Region annotation entries:
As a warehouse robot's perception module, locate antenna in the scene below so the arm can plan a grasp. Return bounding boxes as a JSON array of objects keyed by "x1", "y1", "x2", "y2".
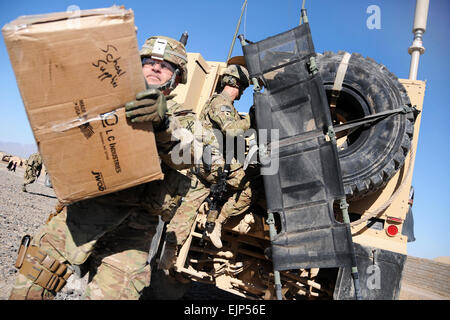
[
  {"x1": 227, "y1": 0, "x2": 247, "y2": 61},
  {"x1": 180, "y1": 31, "x2": 189, "y2": 47},
  {"x1": 299, "y1": 0, "x2": 308, "y2": 25},
  {"x1": 408, "y1": 0, "x2": 430, "y2": 80}
]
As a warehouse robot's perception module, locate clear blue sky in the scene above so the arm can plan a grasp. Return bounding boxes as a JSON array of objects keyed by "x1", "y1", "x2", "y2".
[{"x1": 0, "y1": 0, "x2": 450, "y2": 258}]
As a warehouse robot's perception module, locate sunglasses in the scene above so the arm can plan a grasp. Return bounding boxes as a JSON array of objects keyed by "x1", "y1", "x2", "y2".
[{"x1": 142, "y1": 58, "x2": 175, "y2": 72}]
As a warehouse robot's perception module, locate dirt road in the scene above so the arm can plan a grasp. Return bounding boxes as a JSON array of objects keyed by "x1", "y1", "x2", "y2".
[{"x1": 0, "y1": 162, "x2": 450, "y2": 300}]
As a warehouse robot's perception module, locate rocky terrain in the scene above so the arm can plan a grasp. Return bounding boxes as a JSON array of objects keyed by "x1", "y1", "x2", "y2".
[
  {"x1": 0, "y1": 161, "x2": 450, "y2": 300},
  {"x1": 0, "y1": 161, "x2": 239, "y2": 300}
]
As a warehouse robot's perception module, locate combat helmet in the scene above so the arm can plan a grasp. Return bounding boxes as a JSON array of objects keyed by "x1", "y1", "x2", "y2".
[{"x1": 139, "y1": 36, "x2": 187, "y2": 89}]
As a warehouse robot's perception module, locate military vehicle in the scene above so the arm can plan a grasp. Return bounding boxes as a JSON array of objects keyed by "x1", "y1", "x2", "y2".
[{"x1": 156, "y1": 0, "x2": 428, "y2": 299}]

Task directions: Reproduce only the part of the listing from the line containing "As a warehouse robot's perception module, locate clear" through the end of the listing, requests included, and scale every bounding-box coordinate in the answers by 1.95, rounding to whole numbers with halves going up.

Result for this exercise:
As a warehouse robot's perception module, locate clear blue sky in the scene above so the arm can plan a grasp. Return bounding boxes as a JSON array of objects keyed by "x1", "y1", "x2", "y2".
[{"x1": 0, "y1": 0, "x2": 878, "y2": 503}]
As a warehouse robot's perception module, locate sunglasses in the scene above so the arm can plan a grasp. Return bounding boxes as a JSON array of objects keyed by "x1", "y1", "x2", "y2".
[{"x1": 277, "y1": 113, "x2": 341, "y2": 140}]
As a warehouse robot's perception module, locate dirt road in the scene above so the arm can plan a grasp. Return bounding boxes as a JSON array of objects keyed by "x1", "y1", "x2", "y2".
[{"x1": 0, "y1": 316, "x2": 878, "y2": 585}]
As a warehouse robot's perception module, locate rocky terrain in the scene above so the arm can plan a grasp. Return bounding boxes as a JSON array of objects keyed by "x1", "y1", "x2", "y2".
[
  {"x1": 0, "y1": 314, "x2": 878, "y2": 585},
  {"x1": 0, "y1": 314, "x2": 466, "y2": 585}
]
As a warehouse robot's perception module, locate combat helmet in the scene above so the arm can plan a grasp. Return bounding boxes as a JSON array of objects keyed by "x1", "y1", "x2", "y2".
[{"x1": 271, "y1": 70, "x2": 365, "y2": 174}]
As a warehouse robot's perception module, locate military vehicle in the scene above so the arm can plan a grasp. Return bounding boxes as a JSON array of objects keyed by "x1", "y1", "x2", "y2".
[{"x1": 304, "y1": 0, "x2": 835, "y2": 583}]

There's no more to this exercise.